**What you will do:** Extract every line of the listing below that contains the word "slat".

**Items from a data source:**
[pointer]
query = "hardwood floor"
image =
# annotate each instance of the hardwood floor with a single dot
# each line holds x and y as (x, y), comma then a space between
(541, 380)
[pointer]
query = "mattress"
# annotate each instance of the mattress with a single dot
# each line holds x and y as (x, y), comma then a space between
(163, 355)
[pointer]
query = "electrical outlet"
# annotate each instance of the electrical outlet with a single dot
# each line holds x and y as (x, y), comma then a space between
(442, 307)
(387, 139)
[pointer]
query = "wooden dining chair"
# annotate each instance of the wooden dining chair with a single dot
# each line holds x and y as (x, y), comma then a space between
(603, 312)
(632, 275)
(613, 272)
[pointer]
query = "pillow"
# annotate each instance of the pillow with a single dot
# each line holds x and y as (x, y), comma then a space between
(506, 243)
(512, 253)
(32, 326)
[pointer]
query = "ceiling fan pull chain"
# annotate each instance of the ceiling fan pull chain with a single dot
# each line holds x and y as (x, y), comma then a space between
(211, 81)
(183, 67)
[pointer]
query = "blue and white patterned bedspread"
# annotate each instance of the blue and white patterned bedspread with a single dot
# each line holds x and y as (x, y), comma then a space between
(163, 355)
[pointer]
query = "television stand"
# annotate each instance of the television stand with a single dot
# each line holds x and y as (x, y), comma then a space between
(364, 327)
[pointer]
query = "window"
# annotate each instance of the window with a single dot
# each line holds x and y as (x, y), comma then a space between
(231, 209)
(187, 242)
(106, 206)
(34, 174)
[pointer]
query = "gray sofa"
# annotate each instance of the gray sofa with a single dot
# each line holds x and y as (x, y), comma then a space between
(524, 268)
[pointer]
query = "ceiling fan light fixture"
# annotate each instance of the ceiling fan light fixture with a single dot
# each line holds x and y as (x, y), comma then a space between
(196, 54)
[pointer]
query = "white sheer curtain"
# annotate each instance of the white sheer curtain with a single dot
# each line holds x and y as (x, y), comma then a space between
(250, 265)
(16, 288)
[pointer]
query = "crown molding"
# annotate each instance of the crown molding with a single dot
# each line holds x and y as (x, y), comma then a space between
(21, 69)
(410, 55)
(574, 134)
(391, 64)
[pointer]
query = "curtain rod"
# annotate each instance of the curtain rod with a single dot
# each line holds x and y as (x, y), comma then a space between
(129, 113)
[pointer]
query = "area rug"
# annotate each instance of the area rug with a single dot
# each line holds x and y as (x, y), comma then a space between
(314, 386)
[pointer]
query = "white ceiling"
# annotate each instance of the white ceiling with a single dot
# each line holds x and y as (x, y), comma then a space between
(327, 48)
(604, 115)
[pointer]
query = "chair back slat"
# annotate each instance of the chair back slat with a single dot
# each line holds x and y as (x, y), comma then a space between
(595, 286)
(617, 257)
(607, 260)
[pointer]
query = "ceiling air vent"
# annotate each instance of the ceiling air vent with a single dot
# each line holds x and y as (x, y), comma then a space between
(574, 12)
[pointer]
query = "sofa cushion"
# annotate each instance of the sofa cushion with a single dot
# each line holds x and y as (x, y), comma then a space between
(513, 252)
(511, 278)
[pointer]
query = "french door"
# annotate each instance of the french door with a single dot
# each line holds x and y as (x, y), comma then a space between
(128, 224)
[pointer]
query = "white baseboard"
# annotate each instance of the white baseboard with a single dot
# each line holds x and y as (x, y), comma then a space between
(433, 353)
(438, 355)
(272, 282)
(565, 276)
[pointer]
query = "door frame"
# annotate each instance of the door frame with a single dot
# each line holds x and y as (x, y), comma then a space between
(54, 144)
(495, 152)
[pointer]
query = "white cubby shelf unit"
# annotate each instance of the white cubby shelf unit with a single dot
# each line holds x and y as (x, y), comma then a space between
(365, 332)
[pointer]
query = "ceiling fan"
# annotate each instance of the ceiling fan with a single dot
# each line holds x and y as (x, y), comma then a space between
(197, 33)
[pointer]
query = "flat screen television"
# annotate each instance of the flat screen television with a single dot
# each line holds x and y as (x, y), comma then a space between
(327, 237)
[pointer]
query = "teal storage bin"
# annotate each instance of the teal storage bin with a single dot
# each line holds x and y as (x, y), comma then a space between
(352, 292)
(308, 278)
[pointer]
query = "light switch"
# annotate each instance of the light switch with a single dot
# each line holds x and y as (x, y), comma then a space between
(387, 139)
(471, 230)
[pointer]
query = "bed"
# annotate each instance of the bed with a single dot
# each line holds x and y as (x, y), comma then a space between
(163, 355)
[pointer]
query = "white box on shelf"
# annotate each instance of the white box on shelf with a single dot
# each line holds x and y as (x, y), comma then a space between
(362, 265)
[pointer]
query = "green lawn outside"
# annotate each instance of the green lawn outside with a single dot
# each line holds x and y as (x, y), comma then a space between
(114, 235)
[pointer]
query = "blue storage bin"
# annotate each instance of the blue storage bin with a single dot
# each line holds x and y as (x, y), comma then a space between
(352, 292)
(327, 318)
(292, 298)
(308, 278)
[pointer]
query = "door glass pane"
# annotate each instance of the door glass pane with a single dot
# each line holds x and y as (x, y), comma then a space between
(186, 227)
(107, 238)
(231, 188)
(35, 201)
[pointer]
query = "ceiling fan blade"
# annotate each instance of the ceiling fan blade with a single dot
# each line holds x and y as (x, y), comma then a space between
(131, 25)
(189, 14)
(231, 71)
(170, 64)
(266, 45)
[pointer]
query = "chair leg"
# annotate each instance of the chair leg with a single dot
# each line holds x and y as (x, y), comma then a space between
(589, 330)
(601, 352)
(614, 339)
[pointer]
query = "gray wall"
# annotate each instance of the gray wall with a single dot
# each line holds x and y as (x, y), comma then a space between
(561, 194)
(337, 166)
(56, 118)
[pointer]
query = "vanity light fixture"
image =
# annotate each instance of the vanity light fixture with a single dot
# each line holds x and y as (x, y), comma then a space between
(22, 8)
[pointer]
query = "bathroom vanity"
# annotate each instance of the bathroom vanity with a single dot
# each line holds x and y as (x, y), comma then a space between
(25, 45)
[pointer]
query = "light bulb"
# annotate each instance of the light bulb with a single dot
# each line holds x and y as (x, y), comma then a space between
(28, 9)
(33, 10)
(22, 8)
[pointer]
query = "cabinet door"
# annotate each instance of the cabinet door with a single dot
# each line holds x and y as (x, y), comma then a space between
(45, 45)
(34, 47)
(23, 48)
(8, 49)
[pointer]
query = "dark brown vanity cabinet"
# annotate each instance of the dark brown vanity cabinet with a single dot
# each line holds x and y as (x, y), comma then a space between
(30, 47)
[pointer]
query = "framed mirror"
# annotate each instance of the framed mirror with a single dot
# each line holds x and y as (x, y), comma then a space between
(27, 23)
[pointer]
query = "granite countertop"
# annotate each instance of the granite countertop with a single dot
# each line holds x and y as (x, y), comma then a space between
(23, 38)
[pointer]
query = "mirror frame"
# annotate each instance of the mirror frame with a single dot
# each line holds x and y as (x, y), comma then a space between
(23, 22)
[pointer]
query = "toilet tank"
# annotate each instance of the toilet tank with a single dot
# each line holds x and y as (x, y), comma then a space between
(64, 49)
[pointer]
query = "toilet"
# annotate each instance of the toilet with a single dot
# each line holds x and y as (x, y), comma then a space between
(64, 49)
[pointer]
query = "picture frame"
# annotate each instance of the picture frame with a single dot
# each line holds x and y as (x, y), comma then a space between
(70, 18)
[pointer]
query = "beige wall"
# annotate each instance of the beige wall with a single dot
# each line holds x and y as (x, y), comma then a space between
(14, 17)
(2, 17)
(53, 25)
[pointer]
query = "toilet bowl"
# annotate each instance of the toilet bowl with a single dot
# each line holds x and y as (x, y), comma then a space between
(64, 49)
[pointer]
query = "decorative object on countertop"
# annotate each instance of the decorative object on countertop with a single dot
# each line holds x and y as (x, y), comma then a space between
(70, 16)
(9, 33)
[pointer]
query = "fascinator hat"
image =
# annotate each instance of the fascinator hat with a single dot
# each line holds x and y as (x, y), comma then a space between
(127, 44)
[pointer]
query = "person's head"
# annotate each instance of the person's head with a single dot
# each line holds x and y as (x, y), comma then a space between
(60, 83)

---

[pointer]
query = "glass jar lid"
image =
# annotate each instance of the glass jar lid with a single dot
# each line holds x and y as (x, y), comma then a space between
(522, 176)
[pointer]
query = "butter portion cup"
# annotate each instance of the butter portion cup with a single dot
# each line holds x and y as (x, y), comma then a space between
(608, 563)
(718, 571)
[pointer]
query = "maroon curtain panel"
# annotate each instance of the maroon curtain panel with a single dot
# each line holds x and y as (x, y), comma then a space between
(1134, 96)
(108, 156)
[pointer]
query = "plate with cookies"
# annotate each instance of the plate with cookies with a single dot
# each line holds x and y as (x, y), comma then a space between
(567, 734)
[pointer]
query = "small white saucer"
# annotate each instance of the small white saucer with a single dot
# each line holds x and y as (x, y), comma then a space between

==

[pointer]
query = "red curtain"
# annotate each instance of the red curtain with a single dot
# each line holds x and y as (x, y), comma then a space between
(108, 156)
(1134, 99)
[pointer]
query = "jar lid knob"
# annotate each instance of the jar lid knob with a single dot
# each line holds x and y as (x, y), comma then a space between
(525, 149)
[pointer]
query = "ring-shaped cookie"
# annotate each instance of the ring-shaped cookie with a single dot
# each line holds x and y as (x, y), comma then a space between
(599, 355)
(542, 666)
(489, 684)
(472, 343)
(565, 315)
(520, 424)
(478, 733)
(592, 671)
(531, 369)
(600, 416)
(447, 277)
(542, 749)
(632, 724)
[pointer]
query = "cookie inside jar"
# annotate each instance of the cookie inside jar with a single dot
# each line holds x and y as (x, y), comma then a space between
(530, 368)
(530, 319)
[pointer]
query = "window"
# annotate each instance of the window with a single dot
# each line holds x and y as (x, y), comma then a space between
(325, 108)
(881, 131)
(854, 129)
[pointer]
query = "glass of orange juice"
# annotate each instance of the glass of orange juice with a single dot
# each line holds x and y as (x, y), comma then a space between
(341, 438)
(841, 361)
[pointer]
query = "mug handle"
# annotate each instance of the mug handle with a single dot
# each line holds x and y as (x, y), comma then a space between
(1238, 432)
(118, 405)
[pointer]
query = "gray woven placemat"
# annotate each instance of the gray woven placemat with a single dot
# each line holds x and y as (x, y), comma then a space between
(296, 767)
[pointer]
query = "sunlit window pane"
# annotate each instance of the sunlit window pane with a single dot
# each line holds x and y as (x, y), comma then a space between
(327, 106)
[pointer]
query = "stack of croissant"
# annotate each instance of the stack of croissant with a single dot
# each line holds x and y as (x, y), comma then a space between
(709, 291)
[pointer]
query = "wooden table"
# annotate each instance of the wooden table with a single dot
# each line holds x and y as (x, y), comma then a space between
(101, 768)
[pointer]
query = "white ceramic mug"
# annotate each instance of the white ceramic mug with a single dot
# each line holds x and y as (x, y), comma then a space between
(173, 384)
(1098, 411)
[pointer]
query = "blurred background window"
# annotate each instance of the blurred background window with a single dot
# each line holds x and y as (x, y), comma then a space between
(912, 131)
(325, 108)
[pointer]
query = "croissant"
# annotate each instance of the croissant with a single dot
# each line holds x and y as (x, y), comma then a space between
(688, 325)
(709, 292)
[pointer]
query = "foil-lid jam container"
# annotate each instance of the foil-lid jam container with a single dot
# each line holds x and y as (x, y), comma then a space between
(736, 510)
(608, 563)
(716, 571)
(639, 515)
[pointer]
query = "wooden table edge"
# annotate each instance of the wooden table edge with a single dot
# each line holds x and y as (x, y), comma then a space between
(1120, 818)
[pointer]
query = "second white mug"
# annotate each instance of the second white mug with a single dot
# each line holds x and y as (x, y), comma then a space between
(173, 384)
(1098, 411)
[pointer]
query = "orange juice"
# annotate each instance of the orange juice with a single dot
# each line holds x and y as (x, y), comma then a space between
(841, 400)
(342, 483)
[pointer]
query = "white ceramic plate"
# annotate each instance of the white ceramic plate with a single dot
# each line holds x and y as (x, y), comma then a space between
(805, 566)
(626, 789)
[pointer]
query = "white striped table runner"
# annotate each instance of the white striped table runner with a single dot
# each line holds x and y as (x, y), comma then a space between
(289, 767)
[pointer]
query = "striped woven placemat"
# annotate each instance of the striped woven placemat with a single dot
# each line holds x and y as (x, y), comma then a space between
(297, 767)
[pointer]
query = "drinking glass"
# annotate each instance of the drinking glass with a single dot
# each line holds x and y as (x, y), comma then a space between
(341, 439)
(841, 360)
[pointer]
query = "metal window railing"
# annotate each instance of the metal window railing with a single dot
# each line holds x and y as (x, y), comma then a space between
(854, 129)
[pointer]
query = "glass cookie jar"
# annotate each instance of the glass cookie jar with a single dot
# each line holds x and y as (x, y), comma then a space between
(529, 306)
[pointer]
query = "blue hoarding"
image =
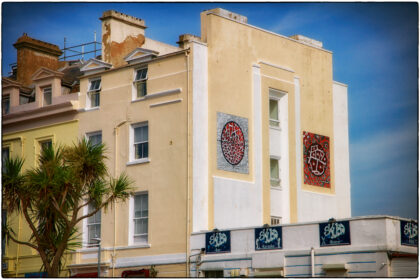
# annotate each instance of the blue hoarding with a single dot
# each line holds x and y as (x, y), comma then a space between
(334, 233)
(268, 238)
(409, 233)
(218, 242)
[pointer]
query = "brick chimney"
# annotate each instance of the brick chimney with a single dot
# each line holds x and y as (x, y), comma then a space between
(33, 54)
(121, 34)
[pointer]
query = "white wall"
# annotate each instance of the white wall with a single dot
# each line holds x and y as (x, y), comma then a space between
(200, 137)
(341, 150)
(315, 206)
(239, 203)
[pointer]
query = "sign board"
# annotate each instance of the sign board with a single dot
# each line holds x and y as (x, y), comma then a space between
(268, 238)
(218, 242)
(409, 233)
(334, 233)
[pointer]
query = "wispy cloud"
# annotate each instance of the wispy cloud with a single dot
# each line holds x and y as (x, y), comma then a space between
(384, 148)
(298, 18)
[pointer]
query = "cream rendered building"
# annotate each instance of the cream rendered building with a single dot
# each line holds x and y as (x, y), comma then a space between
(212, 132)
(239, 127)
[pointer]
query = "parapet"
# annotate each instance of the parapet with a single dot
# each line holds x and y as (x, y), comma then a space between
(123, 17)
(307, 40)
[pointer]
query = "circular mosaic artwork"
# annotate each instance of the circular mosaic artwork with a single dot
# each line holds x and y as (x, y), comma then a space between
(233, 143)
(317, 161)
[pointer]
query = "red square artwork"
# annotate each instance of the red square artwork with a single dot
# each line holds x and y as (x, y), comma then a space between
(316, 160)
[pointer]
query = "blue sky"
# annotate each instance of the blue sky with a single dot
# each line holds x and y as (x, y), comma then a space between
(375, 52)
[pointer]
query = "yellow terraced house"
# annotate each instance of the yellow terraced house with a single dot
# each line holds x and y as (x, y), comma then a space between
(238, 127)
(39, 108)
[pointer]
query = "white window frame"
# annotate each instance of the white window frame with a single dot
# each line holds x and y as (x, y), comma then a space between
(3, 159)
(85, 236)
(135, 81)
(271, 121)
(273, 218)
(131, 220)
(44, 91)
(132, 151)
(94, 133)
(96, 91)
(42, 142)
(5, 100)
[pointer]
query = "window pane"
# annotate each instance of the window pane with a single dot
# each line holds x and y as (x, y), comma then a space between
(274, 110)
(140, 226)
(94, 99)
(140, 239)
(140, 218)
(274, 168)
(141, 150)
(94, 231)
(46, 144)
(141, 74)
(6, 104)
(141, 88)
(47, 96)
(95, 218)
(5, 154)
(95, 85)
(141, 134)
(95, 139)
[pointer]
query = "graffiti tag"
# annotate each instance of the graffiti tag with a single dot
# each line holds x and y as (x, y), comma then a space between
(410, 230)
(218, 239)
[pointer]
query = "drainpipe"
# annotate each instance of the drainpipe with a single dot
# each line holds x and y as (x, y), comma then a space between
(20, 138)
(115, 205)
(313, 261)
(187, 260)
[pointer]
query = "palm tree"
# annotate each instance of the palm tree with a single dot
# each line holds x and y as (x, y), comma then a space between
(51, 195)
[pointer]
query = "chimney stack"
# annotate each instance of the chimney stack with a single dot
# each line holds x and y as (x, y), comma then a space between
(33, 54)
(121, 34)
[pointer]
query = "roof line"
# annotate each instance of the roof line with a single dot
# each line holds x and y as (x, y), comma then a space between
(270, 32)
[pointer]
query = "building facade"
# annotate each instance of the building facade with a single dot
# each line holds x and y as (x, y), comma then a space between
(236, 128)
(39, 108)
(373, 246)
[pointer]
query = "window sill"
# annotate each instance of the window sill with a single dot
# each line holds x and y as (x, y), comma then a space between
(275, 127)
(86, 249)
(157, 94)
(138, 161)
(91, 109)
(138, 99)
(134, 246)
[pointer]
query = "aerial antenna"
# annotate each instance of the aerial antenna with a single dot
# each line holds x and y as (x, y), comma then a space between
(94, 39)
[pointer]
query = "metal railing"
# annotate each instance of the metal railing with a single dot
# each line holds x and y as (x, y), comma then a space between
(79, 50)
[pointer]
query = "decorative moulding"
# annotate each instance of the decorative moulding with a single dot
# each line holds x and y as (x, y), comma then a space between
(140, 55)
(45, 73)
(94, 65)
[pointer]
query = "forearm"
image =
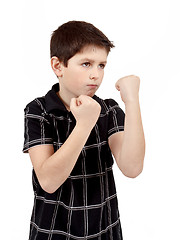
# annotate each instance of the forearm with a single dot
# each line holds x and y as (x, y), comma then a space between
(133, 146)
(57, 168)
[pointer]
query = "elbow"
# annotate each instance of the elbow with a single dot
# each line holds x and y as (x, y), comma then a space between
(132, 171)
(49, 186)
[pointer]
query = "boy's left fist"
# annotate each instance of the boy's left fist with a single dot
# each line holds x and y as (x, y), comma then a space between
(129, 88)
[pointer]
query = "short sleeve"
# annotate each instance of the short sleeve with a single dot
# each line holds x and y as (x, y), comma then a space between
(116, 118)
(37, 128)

**Full solution:**
query = "chair back slat"
# annotate each instance of the chair back slat with a single dot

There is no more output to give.